§ EXERCISE AIM
Reproduce verbatim the stretch of the records below, from the line that contains "Worker instructions: the category to annotate is sky." through the end of the records, with both ends included.

------------------------------------------------

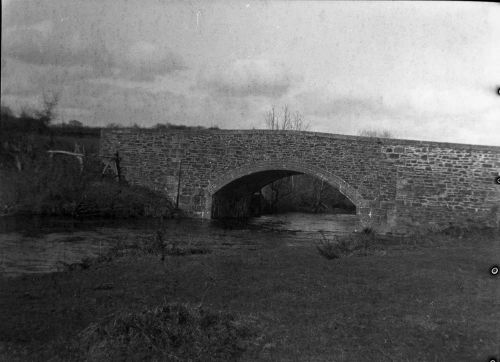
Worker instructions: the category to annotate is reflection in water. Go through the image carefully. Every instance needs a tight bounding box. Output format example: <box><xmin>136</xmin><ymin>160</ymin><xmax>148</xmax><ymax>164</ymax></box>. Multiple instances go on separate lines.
<box><xmin>0</xmin><ymin>213</ymin><xmax>357</xmax><ymax>276</ymax></box>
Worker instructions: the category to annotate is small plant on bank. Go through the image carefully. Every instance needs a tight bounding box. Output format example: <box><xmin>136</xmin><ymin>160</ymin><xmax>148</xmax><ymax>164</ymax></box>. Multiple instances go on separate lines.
<box><xmin>316</xmin><ymin>228</ymin><xmax>376</xmax><ymax>259</ymax></box>
<box><xmin>316</xmin><ymin>233</ymin><xmax>342</xmax><ymax>260</ymax></box>
<box><xmin>80</xmin><ymin>304</ymin><xmax>257</xmax><ymax>361</ymax></box>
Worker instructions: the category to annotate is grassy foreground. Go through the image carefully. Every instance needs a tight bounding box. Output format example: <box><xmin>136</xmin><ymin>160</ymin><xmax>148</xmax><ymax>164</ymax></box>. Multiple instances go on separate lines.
<box><xmin>0</xmin><ymin>231</ymin><xmax>500</xmax><ymax>361</ymax></box>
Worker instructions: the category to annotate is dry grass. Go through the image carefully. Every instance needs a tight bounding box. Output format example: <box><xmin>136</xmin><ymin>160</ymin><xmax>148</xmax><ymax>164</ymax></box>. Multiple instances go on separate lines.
<box><xmin>0</xmin><ymin>229</ymin><xmax>500</xmax><ymax>361</ymax></box>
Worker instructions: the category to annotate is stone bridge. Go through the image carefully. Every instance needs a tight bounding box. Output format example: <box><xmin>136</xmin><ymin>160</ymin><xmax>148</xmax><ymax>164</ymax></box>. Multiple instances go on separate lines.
<box><xmin>100</xmin><ymin>128</ymin><xmax>500</xmax><ymax>232</ymax></box>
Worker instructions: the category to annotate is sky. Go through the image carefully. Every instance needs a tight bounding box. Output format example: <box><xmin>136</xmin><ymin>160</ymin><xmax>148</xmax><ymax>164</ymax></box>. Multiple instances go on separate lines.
<box><xmin>1</xmin><ymin>0</ymin><xmax>500</xmax><ymax>145</ymax></box>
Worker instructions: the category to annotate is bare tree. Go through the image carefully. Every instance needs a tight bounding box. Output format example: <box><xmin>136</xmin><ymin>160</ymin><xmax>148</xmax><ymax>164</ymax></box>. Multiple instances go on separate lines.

------------------------------------------------

§ SOLUTION TO THIS EXERCISE
Worker instructions: the category to annotate is sky. Go through the image carefully. Every instance needs a tight bounding box. Output format example: <box><xmin>136</xmin><ymin>160</ymin><xmax>148</xmax><ymax>164</ymax></box>. Multiple instances go on separate lines.
<box><xmin>1</xmin><ymin>0</ymin><xmax>500</xmax><ymax>145</ymax></box>
Worker instructions: the category to annotate is bare tree. Go through the image carefully. Every instance needs a tight bounding box. Output format example: <box><xmin>136</xmin><ymin>160</ymin><xmax>148</xmax><ymax>164</ymax></box>. Multiple instances go on separate lines.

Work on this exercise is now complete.